● Stored data entries
↓↓↓

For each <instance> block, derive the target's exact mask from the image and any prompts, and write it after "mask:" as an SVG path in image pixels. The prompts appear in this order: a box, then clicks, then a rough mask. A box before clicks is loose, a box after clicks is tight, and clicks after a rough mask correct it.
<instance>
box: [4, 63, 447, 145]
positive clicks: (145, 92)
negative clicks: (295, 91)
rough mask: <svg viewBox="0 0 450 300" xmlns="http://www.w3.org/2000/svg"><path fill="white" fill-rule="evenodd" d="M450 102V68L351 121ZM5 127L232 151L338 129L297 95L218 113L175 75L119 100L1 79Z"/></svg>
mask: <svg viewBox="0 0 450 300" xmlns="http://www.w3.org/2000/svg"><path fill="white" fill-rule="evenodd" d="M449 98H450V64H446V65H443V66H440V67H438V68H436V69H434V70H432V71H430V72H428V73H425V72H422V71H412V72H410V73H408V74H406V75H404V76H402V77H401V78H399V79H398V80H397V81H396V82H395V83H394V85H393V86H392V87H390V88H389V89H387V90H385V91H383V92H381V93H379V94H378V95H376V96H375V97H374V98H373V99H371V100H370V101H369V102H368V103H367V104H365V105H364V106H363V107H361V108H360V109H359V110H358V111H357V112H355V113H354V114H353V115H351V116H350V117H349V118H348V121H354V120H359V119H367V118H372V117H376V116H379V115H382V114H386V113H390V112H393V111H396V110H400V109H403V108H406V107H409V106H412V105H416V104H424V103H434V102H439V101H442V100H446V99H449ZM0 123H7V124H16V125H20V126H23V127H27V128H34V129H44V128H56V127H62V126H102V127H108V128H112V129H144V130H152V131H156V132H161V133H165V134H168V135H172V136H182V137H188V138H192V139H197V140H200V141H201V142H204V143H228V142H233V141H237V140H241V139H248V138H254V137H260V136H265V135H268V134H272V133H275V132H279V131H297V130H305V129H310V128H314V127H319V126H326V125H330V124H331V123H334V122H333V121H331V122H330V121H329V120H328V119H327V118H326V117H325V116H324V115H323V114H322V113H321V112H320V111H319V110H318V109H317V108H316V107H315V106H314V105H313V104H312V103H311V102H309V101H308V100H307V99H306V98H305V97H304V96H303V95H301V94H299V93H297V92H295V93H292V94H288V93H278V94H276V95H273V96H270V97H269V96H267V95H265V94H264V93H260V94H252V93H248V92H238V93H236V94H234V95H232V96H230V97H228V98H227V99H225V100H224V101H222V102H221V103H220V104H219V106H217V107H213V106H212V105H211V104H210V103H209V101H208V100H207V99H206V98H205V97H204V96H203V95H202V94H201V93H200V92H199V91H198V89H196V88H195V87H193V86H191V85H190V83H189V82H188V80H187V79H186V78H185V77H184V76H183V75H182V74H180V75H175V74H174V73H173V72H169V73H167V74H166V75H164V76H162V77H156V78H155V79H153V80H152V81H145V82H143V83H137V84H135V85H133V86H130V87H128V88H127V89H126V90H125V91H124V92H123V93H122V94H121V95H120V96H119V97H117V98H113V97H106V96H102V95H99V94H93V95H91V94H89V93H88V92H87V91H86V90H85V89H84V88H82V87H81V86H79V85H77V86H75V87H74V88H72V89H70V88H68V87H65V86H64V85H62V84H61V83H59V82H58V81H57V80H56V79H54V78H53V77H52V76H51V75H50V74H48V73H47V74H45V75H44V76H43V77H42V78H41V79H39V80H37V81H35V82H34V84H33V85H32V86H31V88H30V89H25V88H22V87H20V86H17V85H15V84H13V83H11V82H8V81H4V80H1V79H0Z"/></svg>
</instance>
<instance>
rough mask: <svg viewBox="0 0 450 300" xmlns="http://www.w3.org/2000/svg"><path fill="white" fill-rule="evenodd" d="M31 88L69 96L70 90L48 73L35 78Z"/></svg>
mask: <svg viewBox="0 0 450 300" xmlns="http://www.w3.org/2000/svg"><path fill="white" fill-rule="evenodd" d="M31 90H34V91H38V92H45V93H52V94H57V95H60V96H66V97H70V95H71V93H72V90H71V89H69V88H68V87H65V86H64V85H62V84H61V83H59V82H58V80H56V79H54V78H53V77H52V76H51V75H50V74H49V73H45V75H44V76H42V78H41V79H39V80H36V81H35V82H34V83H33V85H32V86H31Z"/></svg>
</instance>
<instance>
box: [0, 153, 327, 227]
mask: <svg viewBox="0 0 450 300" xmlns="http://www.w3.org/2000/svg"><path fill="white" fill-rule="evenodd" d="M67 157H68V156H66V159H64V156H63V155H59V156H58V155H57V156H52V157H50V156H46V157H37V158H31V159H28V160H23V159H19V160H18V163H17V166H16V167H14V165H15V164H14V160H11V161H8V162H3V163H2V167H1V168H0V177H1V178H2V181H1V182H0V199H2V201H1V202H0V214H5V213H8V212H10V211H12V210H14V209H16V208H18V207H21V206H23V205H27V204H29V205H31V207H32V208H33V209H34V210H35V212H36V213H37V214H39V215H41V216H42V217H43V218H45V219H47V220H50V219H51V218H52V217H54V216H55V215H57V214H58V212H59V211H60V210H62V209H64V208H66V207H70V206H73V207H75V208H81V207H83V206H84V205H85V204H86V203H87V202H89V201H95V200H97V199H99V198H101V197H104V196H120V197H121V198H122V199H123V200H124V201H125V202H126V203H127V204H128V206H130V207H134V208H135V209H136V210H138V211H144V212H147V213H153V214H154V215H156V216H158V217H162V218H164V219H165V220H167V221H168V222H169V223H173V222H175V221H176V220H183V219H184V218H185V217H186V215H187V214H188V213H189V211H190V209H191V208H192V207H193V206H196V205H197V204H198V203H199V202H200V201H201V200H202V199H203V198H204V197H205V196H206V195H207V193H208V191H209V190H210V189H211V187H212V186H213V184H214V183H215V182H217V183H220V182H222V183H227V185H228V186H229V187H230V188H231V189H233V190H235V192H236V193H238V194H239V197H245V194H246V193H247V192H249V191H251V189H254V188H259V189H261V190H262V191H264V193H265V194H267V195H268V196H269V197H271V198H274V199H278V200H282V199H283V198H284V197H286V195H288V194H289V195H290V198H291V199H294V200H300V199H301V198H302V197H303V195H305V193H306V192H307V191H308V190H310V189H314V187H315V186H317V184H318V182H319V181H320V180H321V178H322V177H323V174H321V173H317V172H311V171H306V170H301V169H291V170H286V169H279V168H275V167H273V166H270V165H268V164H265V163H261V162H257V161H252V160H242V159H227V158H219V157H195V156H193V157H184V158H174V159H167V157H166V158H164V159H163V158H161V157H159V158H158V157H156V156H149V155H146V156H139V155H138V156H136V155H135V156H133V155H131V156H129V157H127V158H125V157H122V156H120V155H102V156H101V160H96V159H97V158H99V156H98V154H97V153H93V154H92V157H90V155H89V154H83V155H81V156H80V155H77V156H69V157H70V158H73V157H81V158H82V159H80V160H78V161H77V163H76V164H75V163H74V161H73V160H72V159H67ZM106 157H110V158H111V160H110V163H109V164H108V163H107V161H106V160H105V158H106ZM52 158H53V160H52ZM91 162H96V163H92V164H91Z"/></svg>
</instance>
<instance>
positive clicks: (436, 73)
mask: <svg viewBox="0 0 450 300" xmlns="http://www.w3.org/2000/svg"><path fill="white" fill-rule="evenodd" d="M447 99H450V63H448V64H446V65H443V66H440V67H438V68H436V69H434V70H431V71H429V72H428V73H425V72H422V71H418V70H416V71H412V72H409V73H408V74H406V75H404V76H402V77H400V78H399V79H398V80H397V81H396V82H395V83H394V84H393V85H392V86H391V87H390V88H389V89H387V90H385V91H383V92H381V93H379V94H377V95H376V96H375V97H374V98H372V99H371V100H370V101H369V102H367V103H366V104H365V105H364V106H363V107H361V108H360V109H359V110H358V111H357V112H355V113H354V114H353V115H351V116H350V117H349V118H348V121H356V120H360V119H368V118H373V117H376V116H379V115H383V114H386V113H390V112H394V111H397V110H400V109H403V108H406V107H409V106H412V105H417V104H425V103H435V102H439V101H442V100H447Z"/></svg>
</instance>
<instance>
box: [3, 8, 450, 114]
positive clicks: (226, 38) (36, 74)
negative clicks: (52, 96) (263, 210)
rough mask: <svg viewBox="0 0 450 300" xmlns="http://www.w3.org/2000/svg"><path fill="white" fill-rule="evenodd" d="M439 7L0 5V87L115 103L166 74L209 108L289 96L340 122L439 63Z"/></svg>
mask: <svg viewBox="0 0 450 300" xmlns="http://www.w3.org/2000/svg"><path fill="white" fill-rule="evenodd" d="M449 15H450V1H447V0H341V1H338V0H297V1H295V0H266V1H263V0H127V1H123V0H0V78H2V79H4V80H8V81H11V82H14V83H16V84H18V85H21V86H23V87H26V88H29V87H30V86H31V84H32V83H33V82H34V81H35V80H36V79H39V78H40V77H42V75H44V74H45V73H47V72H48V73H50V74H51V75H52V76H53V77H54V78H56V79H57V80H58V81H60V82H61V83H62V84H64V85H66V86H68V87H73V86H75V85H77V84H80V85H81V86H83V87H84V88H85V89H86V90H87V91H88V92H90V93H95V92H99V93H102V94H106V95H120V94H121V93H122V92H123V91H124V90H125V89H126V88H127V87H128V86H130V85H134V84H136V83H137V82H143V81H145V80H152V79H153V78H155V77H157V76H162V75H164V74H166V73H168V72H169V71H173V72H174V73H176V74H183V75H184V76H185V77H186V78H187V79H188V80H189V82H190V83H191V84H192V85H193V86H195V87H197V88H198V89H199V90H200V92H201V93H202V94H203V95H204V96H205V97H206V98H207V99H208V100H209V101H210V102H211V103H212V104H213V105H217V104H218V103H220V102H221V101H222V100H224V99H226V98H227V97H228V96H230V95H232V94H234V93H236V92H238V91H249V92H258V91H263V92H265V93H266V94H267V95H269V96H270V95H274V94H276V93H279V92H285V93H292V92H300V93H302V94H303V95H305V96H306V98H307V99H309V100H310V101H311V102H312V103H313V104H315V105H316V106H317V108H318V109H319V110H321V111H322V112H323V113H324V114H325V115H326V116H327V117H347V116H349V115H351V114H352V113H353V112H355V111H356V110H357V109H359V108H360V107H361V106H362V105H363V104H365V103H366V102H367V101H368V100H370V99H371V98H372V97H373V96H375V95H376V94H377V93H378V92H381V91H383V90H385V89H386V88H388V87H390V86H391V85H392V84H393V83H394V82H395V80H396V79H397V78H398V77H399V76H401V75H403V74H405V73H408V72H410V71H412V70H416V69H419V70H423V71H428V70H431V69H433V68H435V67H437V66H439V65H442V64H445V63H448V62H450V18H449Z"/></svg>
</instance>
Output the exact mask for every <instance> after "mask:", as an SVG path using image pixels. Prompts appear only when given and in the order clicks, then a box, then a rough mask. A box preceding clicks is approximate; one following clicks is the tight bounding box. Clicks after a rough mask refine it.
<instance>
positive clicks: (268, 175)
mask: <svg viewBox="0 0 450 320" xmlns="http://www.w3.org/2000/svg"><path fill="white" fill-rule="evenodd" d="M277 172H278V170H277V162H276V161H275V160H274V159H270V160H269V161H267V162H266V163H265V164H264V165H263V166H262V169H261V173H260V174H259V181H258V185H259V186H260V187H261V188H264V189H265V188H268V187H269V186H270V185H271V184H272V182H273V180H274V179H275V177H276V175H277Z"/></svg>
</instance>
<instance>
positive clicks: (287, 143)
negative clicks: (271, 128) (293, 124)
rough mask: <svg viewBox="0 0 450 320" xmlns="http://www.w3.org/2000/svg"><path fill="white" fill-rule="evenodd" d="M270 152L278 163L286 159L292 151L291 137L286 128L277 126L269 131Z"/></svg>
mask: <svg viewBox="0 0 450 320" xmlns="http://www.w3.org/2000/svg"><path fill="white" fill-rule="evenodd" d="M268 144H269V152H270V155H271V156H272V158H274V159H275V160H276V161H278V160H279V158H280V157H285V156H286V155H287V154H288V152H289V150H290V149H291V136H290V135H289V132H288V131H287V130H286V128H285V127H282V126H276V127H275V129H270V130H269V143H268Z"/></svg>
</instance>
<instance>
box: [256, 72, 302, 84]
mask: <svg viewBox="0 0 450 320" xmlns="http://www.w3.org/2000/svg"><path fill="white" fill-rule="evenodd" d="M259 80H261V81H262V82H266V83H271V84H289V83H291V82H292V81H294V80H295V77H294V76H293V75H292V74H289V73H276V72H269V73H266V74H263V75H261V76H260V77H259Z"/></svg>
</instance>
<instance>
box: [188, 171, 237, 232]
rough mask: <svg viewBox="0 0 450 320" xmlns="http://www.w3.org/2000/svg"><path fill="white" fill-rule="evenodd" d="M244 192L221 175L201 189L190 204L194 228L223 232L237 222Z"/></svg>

↑↑↑

● What the task requires
Check each line above for the word "after" and give the number of lines that have it, nothing else.

● Response to the exercise
2